CHALLENGE =
Convert every line of the entries below into a JSON list of strings, one string per line, and leave out any blank lines.

PROVIDED ENTRIES =

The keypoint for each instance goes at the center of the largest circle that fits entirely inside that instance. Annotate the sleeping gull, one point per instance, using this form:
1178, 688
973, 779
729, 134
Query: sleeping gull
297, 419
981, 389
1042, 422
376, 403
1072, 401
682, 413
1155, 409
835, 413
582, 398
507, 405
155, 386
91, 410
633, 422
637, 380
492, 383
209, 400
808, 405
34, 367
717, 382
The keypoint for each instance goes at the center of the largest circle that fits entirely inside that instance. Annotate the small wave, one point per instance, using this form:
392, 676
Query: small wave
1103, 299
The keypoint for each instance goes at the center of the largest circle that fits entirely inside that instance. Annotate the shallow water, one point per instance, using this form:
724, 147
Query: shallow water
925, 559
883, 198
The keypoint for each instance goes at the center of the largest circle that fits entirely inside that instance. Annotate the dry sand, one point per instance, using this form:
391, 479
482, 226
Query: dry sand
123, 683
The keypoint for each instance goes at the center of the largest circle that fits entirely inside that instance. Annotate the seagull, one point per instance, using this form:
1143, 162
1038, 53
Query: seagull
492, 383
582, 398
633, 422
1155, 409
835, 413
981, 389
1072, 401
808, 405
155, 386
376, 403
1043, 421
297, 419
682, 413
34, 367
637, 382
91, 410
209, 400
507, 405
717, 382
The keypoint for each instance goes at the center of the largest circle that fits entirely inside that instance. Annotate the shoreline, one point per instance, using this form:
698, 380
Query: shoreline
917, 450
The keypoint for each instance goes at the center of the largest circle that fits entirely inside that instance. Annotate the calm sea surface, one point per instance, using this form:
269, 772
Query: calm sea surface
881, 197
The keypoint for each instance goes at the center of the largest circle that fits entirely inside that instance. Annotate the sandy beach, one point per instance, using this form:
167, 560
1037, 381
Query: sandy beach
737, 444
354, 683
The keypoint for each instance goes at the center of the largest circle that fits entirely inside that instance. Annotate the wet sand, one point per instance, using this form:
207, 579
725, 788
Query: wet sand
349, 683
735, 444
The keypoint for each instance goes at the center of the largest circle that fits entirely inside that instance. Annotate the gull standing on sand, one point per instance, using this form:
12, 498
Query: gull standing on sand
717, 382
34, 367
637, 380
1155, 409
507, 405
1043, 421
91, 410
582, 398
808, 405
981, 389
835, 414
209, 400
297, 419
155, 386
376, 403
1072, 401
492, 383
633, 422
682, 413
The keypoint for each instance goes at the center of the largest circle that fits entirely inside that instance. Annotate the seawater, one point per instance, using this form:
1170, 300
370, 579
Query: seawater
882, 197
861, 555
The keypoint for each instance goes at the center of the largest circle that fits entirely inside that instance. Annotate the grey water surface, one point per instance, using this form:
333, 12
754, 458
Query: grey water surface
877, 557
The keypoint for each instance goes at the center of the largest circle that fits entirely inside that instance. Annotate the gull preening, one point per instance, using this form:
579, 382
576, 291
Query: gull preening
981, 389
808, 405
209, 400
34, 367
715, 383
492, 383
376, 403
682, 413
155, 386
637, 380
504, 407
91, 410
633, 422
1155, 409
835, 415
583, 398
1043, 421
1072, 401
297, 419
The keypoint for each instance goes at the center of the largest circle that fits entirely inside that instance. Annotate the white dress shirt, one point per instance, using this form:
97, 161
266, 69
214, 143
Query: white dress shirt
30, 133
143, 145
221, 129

TASK OUTPUT =
[
  "The keypoint for each instance goes at the center of the largest circle that fits entirely inside that instance. Annotate the sleeping gull, one point per instance, using this form:",
  "1178, 688",
  "973, 779",
  "729, 134",
  "Query: sleeping gull",
  "297, 419",
  "981, 389",
  "1042, 422",
  "376, 403",
  "1072, 401",
  "682, 413",
  "1155, 409",
  "835, 413",
  "582, 398",
  "507, 405",
  "155, 386",
  "91, 410",
  "633, 422",
  "637, 380",
  "492, 383",
  "209, 400",
  "808, 405",
  "34, 367",
  "717, 382",
  "The keypoint for each instance goes at the center of the largest circle that fits entirely inside that instance. Annotate the small wave, one point per instance, using this form:",
  "392, 676",
  "Query: small wave",
  "1103, 299",
  "The keypoint for each instance goes at the center of the largest circle that fits entirely inside that instance. Annotate the shallow water, one point per instance, using this form:",
  "724, 147",
  "Query: shallow water",
  "925, 559",
  "883, 198",
  "The keypoint for each instance goes at the center of the largest circle that fits entirely inside that instance. Annotate the dry sand, one point per instance, using this form:",
  "391, 479",
  "482, 226",
  "Query: dry sand",
  "123, 683",
  "The keypoint for each instance goes at the center of the largest circle that fits entirely inside that instance. Annotate the seagull, one point per instance, using this form:",
  "1143, 162",
  "1038, 53",
  "Query: seagull",
  "492, 383",
  "582, 398",
  "633, 422",
  "1155, 409",
  "835, 413",
  "981, 389",
  "1072, 401",
  "808, 405",
  "155, 386",
  "376, 403",
  "1043, 421",
  "297, 419",
  "682, 413",
  "34, 367",
  "637, 382",
  "91, 410",
  "209, 400",
  "507, 405",
  "717, 382",
  "The keypoint for each instance goes at the center of the largest circle that fits entirely inside that instance. Annotate the shoreline, one point per instance, using this form:",
  "698, 380",
  "Query: shoreline",
  "917, 450",
  "The keypoint for each instance goes at the center of the largest circle that fits entirely inside that instance. Annotate the calm sea surface, one point per instance, using this form:",
  "269, 772",
  "Query: calm sea surface",
  "881, 197",
  "The keypoint for each instance goes at the center of the largest circle that fits entirely inside that instance. Annotate the sandy beach, one point per instance, using this form:",
  "167, 560",
  "1037, 381",
  "Query: sandy beach",
  "737, 444",
  "354, 683",
  "The keypoint for each instance goes at the center of the largest circle that fits entirely inside that instance. Annotate the wet sand, one point per instance, using this form:",
  "207, 579",
  "725, 788",
  "Query: wet sand",
  "349, 683",
  "735, 444",
  "The keypoint for each instance goes at the center of the largest circle that fits entirely inside that instance. Annotate the gull standing on sand, one point per instance, using this form:",
  "12, 498",
  "Query: gull standing on sand",
  "717, 382",
  "34, 367",
  "637, 380",
  "1155, 409",
  "507, 405",
  "1043, 421",
  "91, 410",
  "582, 398",
  "808, 405",
  "981, 389",
  "835, 414",
  "209, 400",
  "297, 419",
  "155, 386",
  "376, 403",
  "1072, 401",
  "492, 383",
  "633, 422",
  "682, 413",
  "The keypoint for each instance goes at the center of the largest circle that fits entirely inside that instance. Annotate the seawater, one point per instance, using this form:",
  "1170, 300",
  "370, 579",
  "Query: seawater",
  "882, 197",
  "861, 555",
  "The keypoint for each instance goes at the center of the largest circle that fits entirely inside that instance. Annotate the grey water surface, one point per instance, using this form:",
  "333, 12",
  "754, 458",
  "Query: grey water surface",
  "877, 557",
  "The keypoint for each instance goes at the center of the largest circle that fits entirely inside that instance. Annotate the gull preening, one point per instance, using this form:",
  "579, 382",
  "576, 291",
  "Query: gull preening",
  "981, 389",
  "808, 405",
  "209, 400",
  "34, 367",
  "715, 383",
  "492, 383",
  "376, 403",
  "682, 413",
  "155, 386",
  "637, 380",
  "504, 407",
  "91, 410",
  "633, 422",
  "1155, 409",
  "835, 415",
  "583, 398",
  "1043, 421",
  "1072, 401",
  "297, 419",
  "The keypoint for each instance goes at the center of the largest circle that fits entirely inside that instance. Annotate the white dress shirt, one point per instance, using this form:",
  "97, 161",
  "266, 69",
  "214, 143",
  "Query: white dress shirt",
  "30, 133",
  "143, 145",
  "221, 129"
]